▶ **Extracted entries**:
--- BEGIN ---

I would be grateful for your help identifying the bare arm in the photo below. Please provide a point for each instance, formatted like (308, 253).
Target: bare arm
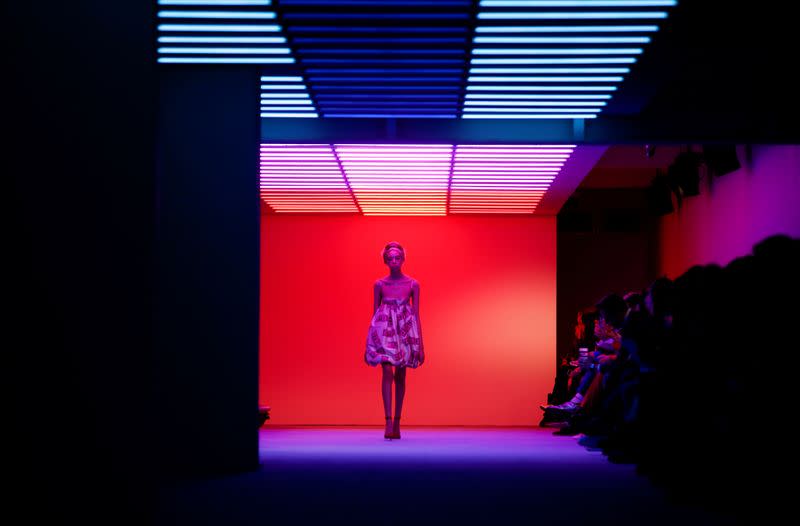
(376, 293)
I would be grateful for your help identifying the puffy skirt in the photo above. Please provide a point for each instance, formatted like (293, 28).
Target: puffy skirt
(393, 336)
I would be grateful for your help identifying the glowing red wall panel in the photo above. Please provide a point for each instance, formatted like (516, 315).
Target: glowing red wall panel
(487, 310)
(735, 211)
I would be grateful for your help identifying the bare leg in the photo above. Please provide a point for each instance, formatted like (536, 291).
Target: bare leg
(386, 392)
(399, 394)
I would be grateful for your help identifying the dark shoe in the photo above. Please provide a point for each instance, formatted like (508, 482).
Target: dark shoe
(396, 428)
(387, 434)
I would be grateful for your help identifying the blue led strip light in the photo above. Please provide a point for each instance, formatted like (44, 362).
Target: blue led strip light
(545, 59)
(381, 59)
(286, 96)
(220, 32)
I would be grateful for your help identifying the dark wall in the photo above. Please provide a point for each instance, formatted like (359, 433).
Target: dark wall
(208, 222)
(99, 412)
(78, 353)
(606, 243)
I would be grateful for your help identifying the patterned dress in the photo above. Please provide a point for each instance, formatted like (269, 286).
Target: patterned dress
(393, 335)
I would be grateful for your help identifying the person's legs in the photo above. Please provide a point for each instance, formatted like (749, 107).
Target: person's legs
(386, 392)
(399, 394)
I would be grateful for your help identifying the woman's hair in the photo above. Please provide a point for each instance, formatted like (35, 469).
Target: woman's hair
(390, 245)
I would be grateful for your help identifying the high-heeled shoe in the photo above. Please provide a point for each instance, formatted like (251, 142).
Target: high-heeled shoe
(396, 434)
(388, 435)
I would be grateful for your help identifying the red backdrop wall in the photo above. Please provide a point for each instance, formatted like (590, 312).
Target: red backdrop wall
(487, 311)
(735, 211)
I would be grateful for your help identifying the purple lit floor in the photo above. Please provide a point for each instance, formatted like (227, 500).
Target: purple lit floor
(433, 475)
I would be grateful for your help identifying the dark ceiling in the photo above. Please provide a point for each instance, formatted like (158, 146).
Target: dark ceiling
(716, 72)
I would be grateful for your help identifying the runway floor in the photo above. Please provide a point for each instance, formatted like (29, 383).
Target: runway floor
(433, 475)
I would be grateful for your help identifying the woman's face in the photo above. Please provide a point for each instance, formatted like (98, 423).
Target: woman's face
(394, 258)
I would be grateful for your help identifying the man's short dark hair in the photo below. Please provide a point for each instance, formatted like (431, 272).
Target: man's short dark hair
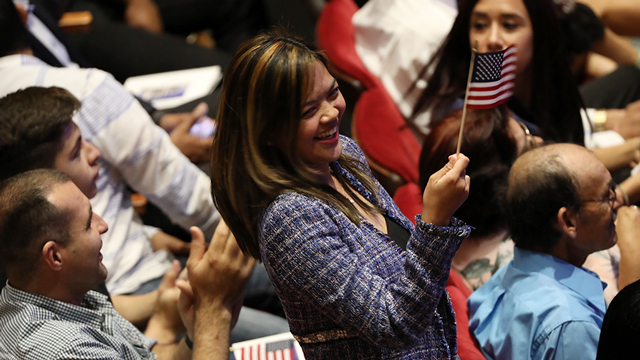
(28, 220)
(32, 124)
(534, 197)
(14, 37)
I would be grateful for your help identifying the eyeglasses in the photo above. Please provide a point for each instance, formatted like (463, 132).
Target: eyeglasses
(611, 199)
(530, 140)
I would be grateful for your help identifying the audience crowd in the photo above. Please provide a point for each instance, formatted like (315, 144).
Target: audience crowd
(520, 240)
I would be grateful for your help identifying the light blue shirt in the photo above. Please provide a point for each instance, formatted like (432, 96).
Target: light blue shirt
(538, 307)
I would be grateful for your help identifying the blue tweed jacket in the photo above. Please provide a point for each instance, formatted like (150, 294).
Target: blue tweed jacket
(349, 292)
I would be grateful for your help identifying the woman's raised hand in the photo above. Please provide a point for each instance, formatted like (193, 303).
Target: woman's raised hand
(446, 190)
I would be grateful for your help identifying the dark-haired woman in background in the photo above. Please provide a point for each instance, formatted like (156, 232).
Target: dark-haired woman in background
(545, 92)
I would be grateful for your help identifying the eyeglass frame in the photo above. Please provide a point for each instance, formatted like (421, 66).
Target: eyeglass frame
(611, 199)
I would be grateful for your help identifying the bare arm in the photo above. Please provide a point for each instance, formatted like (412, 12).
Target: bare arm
(208, 302)
(615, 48)
(621, 16)
(621, 156)
(628, 229)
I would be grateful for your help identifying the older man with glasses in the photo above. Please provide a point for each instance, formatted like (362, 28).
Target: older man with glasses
(561, 206)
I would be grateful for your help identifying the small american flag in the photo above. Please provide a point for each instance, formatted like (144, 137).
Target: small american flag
(492, 79)
(269, 348)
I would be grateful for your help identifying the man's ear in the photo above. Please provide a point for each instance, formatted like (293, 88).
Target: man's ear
(567, 221)
(52, 255)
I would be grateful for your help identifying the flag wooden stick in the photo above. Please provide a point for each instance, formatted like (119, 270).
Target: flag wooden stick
(466, 95)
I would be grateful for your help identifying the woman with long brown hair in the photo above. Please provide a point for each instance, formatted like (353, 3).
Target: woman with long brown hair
(356, 278)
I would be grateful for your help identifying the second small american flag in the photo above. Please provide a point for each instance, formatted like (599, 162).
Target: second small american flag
(493, 78)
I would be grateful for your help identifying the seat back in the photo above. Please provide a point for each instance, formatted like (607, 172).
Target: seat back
(336, 37)
(383, 134)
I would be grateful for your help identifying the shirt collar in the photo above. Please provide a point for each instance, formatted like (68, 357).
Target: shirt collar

--- END ---

▶ **Direction**:
Return precisely the lines of the records, starting with the line that holds "I would be grateful for your help identifying the dark-haired" and ending with the last one.

▶ **Complete response**:
I would be grateful for your help identifying the dark-haired woman in background in the photo above. Please provide a point for each instance, formatted like (156, 232).
Target: dark-haired woman in background
(545, 92)
I would be grateful for your help identifying the eyeglass frame in the photo above. Please provide a point for each instance, formatted like (421, 66).
Target: eyeglass frame
(611, 199)
I would be grateful for your help identifying the bare arm in the photo above. Please provide a point for each instance, formatted like (412, 12).
Target: bare arm
(208, 302)
(615, 48)
(621, 16)
(621, 156)
(628, 229)
I would be grateful for your help identifying the older man with glasses in the photo above. Please provide a point for each instance, formatted like (362, 28).
Target: older man with glasses
(561, 206)
I would be grateful for your help identifying the small american flag in the photo above. Please provide a point for each instance, formatted like (144, 137).
Target: small american flag
(492, 79)
(269, 348)
I would be grateful for your help identifying the man's ear in the photo above. Please provide a point for each instance, formatted like (293, 88).
Target: man's ear
(567, 221)
(52, 255)
I would be grateful for your help identifying the flag wooden stick in the photo above. Please provide a point for each instance, formatted like (119, 270).
Target: flag wooden stick
(466, 95)
I would be grateful for your help identifying the woman with long brown hair in the photo above. Please provide a point for each instance, formatted like (353, 3).
Target: woman with long brown hair
(356, 278)
I would be grateful for your help identifying the second small american flag in the photo above. Please provide a point for each instance, formatted like (599, 162).
Target: second small american flag
(493, 78)
I would be grateful for your help identifying the seat back in the photo above. Please provide a point for each instance, formatted like (607, 172).
Target: seat back
(336, 37)
(383, 134)
I would be grateful for your help identifying the shirt collar in the photo above. Please provide a point for each instance, formatted like (68, 357).
Target: shirt collar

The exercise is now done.